---- Data for this task

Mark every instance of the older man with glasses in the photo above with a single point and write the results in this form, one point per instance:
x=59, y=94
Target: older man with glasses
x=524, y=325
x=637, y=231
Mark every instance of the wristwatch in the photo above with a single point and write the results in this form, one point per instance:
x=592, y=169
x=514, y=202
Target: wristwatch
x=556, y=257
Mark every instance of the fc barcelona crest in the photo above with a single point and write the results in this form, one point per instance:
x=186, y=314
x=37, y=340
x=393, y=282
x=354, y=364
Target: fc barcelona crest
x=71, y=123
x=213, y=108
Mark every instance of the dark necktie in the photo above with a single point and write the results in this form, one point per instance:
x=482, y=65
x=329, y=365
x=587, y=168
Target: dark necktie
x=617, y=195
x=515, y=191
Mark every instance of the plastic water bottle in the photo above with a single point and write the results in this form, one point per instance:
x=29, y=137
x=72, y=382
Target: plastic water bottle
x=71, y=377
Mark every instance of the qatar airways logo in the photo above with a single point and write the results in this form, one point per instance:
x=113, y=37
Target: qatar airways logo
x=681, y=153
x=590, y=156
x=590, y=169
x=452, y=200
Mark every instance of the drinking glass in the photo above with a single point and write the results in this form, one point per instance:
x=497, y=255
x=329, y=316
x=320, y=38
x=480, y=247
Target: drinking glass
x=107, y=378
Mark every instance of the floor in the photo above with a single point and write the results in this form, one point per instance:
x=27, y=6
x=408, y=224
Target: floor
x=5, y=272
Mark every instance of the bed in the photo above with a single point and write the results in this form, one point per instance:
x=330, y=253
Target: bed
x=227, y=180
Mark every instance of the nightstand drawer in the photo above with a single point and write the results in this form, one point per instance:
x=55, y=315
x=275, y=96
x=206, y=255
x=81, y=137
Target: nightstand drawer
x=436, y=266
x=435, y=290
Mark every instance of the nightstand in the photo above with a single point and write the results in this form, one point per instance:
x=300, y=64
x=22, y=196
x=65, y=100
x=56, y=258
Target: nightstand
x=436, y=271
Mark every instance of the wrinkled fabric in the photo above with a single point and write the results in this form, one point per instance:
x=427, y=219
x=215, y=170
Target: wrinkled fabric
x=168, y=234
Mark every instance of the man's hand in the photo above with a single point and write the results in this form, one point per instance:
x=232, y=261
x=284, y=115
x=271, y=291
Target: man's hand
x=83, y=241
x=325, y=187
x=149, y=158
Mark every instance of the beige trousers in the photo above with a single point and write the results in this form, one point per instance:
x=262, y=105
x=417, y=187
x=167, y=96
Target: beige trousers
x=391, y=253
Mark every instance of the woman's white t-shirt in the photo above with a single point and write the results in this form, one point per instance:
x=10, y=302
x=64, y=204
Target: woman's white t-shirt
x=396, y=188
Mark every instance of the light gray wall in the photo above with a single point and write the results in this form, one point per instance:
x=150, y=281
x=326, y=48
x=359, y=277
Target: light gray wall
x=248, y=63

--------

__Goal of the exercise__: Copy out, word for word, the part of the entries above that starts with the line containing "Mark every instance of the woman's" and runs through the end of the entries.

__Solution to the exercise__:
Mark every instance of the woman's white t-shirt in the photo above with a single point and write the results in this form, one point per instance:
x=10, y=302
x=64, y=204
Target: woman's white t-shirt
x=396, y=188
Mark every instance of the light gray wall in the photo above with a single point and write the results in this form, one point per instance:
x=150, y=281
x=326, y=48
x=359, y=277
Target: light gray wall
x=248, y=63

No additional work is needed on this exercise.